AIM OF THE TASK:
Filter the lines below and copy each one that contains the string "dark".

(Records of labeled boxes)
---*---

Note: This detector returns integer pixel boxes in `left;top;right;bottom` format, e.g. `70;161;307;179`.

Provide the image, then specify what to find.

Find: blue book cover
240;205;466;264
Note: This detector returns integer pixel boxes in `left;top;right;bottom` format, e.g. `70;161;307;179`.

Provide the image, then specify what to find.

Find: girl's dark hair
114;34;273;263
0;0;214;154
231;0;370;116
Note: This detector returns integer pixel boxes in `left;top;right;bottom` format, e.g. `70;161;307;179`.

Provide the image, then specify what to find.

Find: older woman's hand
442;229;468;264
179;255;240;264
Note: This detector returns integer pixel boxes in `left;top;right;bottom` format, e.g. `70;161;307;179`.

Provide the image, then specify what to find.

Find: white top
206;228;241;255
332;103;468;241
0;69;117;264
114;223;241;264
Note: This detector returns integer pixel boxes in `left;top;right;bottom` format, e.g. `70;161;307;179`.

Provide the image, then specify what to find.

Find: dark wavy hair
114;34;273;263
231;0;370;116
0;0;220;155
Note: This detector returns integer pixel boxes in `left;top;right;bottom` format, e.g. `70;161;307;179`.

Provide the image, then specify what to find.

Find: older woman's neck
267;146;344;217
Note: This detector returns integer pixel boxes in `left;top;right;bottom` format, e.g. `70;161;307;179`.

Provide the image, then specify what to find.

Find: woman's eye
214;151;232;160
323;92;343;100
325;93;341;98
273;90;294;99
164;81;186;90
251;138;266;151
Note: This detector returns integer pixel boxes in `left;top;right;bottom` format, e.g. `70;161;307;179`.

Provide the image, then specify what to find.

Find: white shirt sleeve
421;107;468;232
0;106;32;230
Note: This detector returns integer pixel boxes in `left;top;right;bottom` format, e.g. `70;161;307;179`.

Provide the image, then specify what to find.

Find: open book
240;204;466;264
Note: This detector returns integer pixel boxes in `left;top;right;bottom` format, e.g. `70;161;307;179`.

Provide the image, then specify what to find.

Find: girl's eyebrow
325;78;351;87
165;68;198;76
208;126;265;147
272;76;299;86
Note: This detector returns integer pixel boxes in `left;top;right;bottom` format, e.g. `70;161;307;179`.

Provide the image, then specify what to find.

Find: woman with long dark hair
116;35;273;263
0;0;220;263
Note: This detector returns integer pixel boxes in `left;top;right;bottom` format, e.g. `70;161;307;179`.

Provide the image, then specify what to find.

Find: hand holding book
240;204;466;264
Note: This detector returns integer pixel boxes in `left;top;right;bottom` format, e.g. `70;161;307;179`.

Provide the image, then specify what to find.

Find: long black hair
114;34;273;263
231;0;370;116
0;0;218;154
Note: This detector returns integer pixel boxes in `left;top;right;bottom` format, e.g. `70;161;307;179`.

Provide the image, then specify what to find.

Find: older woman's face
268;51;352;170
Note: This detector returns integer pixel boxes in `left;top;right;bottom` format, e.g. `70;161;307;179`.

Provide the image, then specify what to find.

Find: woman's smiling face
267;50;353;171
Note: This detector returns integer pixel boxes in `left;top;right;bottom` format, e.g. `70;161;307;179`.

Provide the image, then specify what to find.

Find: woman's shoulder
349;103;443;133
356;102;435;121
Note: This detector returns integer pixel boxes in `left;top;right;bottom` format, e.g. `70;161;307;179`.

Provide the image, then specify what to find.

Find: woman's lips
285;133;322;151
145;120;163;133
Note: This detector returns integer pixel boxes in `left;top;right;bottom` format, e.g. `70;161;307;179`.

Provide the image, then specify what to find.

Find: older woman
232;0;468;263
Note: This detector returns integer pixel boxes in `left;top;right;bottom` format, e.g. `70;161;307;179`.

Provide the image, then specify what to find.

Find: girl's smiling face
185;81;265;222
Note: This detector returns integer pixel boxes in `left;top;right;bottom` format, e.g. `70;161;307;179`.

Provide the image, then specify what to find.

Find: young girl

---*---

RESULT:
Find: girl's dark hair
Find: dark wavy hair
Find: woman with long dark hair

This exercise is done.